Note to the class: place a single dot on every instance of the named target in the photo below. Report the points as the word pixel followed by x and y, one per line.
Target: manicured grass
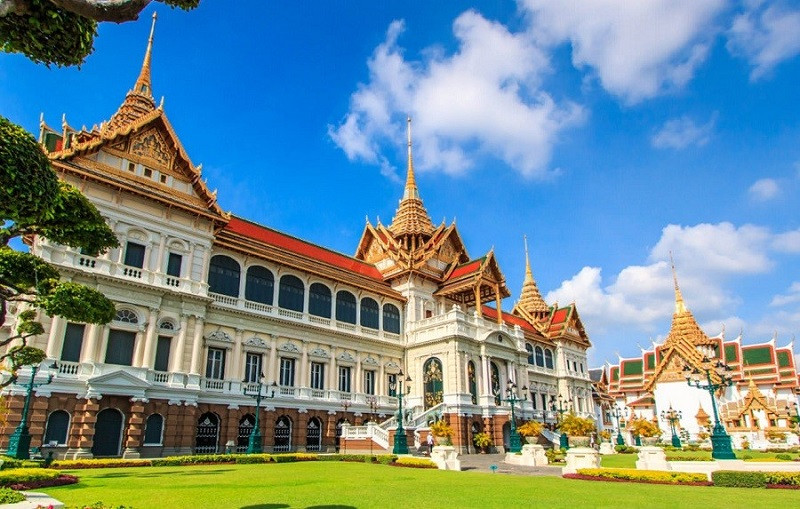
pixel 356 485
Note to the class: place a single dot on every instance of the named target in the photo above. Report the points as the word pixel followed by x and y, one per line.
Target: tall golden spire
pixel 530 300
pixel 139 101
pixel 411 218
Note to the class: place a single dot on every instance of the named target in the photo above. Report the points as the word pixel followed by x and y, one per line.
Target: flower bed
pixel 640 476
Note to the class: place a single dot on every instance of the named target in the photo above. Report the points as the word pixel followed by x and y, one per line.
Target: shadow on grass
pixel 113 475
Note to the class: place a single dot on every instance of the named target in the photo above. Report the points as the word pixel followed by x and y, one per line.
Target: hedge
pixel 653 476
pixel 22 475
pixel 739 479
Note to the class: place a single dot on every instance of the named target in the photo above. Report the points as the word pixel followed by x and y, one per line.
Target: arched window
pixel 283 434
pixel 539 357
pixel 56 428
pixel 495 377
pixel 433 382
pixel 292 293
pixel 369 313
pixel 391 318
pixel 259 285
pixel 314 435
pixel 345 307
pixel 153 429
pixel 223 276
pixel 529 349
pixel 471 380
pixel 319 300
pixel 126 316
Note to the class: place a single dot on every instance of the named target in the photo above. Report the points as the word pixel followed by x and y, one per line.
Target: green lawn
pixel 355 485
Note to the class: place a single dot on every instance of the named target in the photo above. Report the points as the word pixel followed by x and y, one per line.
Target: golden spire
pixel 139 101
pixel 680 306
pixel 530 300
pixel 411 217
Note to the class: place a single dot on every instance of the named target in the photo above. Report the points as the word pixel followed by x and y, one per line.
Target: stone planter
pixel 578 441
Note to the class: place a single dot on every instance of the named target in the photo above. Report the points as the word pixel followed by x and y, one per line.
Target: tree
pixel 34 202
pixel 62 32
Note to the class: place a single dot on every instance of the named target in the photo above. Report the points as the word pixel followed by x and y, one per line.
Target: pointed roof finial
pixel 680 306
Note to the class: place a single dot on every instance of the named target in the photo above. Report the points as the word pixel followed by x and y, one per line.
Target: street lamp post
pixel 563 441
pixel 720 440
pixel 673 417
pixel 254 443
pixel 618 413
pixel 400 440
pixel 515 442
pixel 372 401
pixel 19 443
pixel 343 438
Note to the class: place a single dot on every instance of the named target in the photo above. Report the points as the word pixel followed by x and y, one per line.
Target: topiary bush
pixel 739 479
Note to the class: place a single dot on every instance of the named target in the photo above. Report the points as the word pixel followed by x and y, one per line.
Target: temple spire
pixel 411 217
pixel 139 101
pixel 680 306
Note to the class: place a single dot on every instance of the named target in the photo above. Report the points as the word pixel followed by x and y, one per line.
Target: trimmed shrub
pixel 653 476
pixel 739 479
pixel 9 496
pixel 22 475
pixel 783 478
pixel 411 462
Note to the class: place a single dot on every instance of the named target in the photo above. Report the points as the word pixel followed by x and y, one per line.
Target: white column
pixel 176 355
pixel 197 345
pixel 57 326
pixel 236 362
pixel 145 353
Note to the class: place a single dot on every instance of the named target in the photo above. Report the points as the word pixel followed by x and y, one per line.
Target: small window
pixel 73 342
pixel 56 428
pixel 134 255
pixel 153 429
pixel 344 378
pixel 120 347
pixel 252 368
pixel 215 364
pixel 162 353
pixel 287 372
pixel 174 265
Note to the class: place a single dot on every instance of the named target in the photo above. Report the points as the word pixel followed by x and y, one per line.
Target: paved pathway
pixel 483 463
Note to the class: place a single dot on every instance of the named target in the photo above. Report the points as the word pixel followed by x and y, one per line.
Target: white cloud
pixel 640 297
pixel 764 190
pixel 681 132
pixel 638 49
pixel 483 99
pixel 766 33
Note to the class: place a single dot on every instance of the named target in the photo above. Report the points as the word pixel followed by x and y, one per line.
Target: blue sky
pixel 609 132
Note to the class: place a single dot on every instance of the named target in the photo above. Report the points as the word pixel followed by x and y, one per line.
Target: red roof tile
pixel 303 248
pixel 491 313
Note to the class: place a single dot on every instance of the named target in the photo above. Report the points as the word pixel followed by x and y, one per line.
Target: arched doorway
pixel 107 433
pixel 432 382
pixel 283 435
pixel 207 434
pixel 314 435
pixel 246 424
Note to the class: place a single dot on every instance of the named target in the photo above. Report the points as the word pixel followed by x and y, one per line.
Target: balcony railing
pixel 226 301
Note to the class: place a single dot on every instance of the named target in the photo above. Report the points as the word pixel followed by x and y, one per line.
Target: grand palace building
pixel 210 305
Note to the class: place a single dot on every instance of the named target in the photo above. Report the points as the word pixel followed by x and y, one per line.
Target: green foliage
pixel 9 496
pixel 739 479
pixel 575 426
pixel 21 475
pixel 632 474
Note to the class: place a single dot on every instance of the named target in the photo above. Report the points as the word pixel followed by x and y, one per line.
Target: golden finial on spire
pixel 680 306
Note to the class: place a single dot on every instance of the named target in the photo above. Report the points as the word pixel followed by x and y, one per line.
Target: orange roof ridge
pixel 277 238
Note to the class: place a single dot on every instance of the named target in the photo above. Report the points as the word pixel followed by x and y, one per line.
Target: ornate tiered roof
pixel 411 218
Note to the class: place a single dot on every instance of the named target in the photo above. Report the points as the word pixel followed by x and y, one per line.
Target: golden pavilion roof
pixel 411 217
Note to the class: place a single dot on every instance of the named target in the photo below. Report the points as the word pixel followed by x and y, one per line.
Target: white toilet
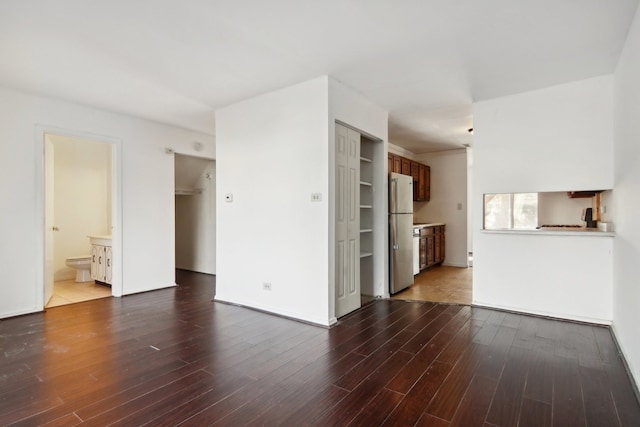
pixel 82 265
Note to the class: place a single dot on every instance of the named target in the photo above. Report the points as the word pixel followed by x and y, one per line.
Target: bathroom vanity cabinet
pixel 101 259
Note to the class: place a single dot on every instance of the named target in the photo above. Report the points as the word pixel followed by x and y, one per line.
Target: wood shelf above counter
pixel 421 175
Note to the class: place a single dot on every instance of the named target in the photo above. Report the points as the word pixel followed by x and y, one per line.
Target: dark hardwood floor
pixel 174 357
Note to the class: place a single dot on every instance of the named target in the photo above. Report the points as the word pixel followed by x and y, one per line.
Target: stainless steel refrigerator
pixel 400 232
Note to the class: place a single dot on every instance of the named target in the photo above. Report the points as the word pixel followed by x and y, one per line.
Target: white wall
pixel 553 139
pixel 81 198
pixel 271 154
pixel 559 276
pixel 448 190
pixel 273 151
pixel 196 225
pixel 351 108
pixel 146 233
pixel 626 200
pixel 557 208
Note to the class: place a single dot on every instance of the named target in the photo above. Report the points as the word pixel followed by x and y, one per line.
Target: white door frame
pixel 116 203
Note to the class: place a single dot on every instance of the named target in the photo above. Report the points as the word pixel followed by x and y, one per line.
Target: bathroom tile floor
pixel 70 291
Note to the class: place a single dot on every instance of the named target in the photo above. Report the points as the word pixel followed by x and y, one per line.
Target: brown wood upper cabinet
pixel 421 175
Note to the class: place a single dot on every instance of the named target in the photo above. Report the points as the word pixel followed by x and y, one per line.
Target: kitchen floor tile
pixel 441 284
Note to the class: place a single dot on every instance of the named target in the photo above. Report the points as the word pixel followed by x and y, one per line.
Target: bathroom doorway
pixel 195 214
pixel 79 184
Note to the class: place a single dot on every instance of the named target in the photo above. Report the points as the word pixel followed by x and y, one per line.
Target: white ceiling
pixel 426 61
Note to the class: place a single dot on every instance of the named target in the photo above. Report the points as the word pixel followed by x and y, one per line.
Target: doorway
pixel 81 199
pixel 195 214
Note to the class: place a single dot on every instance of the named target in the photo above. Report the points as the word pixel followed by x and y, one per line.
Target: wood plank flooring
pixel 174 357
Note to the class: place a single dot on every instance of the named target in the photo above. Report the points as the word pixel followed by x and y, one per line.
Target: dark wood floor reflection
pixel 174 357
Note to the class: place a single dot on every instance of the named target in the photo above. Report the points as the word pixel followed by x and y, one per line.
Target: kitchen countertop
pixel 430 224
pixel 594 232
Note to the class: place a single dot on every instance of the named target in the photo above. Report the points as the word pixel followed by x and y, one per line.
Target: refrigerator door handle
pixel 395 234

## Exercise objective
Make an exact copy of each line, beginning at the one containing "Target: white ceiling" and ending with the last line of the data, and of no other line.

## Solution for this problem
Target: white ceiling
pixel 426 61
Note to the class: place a single dot on every instance of the named target in the photo above. Report the points as the word pixel followed by x and y, one per line.
Target: doorway
pixel 81 199
pixel 195 214
Note to the class: place a single dot on every instance of the named target in the photo above. Report the points as the word pixel followed by x and y, one per line.
Target: wood plank flooring
pixel 174 357
Note to the class: place a single dot on every instance of the named target in the photo above. Report the points as the word pixel followed by x and y, one per line.
Target: dark wood floor reflection
pixel 174 357
Note to the class: place a single dot on every instance of the named target in the photo above. Report the points as the word pixel followed by x and y, one per line.
Target: kitchen countertop
pixel 430 224
pixel 594 232
Note to the class: place a single dot on every instance of the named target in the photo above. Report the points as the word pixel followed by x and y, one per line.
Target: refrigerator door handle
pixel 395 234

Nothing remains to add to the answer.